Lotfield et al. showed that metabolomic assessment of the microbiome by ultra-performance liquid chromatography and high resolution/tandem mass spectrometry was stable and accurate (albeit with a degree of bias affecting certain metabolite groups) when analysed directly from gFOBT samples but not from FIT samples [22]. This suggests that different methods of sample collection may be more or less appropriate dependent upon the method of microbiome analysis.

These studies have assessed methods of microbiome sample collection from healthy volunteers. Baxter et al. [23] have analysed the microbiome directly from processed FIT from subjects with normal bowels, colorectal adenomas or carcinomas. Their study comes with the caveat that some of the stool samples were collected after bowel preparation and colonoscopy; samples were stored at −80 °C before being thawed and transferred to FIT; FIT was refrigerated for up to 2 days, processed, then stored at −20 °C before being thawed for microbiome analysis. The study demonstrated that a screening model to discriminate between healthy controls and subjects with any colonic lesion had a similar area under the ROC curve whether microbiome analysis was performed directly from FIT samples or whole stool samples.

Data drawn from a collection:
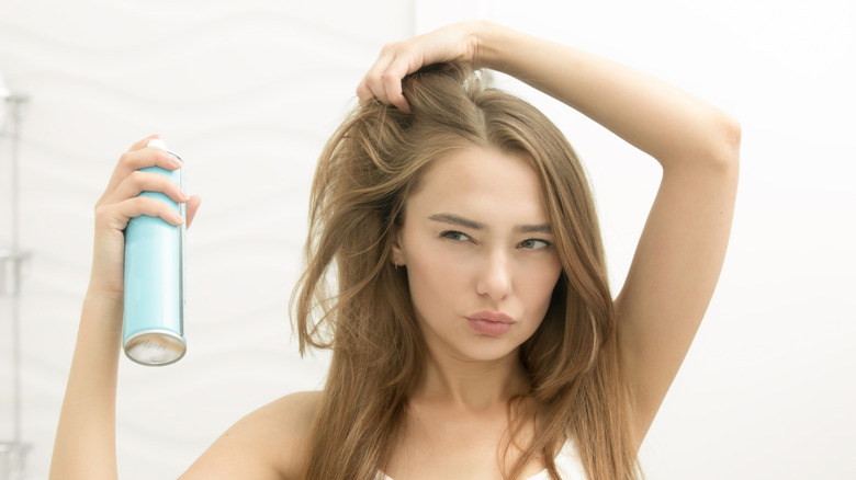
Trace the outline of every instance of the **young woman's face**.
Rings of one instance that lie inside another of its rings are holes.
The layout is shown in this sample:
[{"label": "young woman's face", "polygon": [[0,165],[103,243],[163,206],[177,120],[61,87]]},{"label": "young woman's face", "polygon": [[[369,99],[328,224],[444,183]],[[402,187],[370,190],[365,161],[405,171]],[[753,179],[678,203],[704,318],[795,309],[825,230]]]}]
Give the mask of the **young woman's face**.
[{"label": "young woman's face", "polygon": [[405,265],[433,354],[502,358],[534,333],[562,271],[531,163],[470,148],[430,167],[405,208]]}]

...

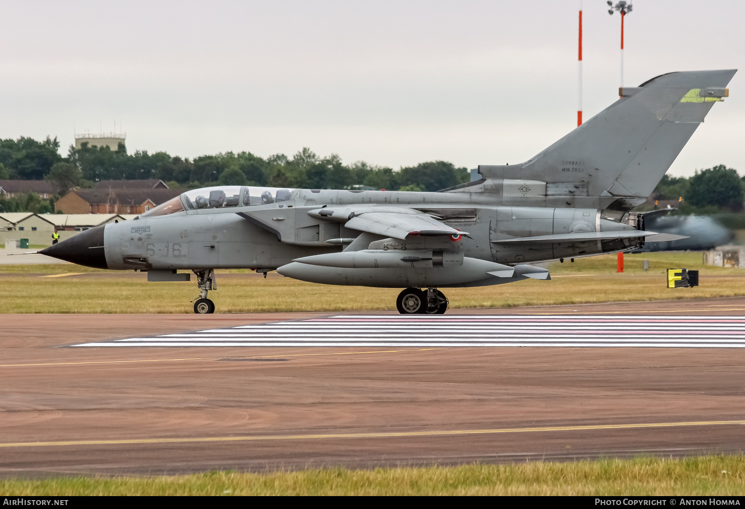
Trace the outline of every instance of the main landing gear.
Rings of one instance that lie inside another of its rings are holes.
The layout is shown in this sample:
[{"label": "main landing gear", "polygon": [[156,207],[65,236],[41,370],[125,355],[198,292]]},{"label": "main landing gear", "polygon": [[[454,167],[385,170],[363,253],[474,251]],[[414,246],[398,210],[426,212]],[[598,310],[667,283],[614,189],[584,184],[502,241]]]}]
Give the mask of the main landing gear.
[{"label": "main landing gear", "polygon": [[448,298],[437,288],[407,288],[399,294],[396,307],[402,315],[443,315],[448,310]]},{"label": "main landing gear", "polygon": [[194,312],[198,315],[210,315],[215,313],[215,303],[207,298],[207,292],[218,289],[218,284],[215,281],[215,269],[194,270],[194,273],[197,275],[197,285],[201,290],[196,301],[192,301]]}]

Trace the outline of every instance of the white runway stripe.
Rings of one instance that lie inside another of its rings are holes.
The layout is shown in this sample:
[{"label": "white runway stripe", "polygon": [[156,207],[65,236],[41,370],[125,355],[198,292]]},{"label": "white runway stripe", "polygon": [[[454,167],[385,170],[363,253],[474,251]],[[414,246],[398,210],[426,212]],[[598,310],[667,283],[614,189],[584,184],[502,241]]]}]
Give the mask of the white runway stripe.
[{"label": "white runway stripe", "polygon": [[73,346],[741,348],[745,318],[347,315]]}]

* * *

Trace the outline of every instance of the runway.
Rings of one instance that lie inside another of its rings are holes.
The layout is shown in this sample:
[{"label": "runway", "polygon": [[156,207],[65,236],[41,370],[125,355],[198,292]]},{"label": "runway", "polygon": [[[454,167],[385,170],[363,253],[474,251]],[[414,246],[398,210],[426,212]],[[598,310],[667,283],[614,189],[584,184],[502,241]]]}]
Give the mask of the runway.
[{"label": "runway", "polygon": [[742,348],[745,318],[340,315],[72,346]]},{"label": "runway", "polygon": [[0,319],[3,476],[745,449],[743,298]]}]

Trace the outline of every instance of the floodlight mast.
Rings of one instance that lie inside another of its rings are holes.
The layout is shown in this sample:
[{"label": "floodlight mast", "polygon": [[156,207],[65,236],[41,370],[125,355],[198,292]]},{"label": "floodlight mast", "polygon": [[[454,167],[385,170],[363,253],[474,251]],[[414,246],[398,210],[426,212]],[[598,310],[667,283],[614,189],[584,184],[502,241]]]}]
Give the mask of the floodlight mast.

• _What the exercise asks_
Reproduce the microbiome sample collection text, starting with "Lotfield et al." and going on through "of microbiome analysis.", substituting "guaiac FOBT" for "gFOBT".

• _Solution to the problem_
Lotfield et al. showed that metabolomic assessment of the microbiome by ultra-performance liquid chromatography and high resolution/tandem mass spectrometry was stable and accurate (albeit with a degree of bias affecting certain metabolite groups) when analysed directly from guaiac FOBT samples but not from FIT samples [22]. This suggests that different methods of sample collection may be more or less appropriate dependent upon the method of microbiome analysis.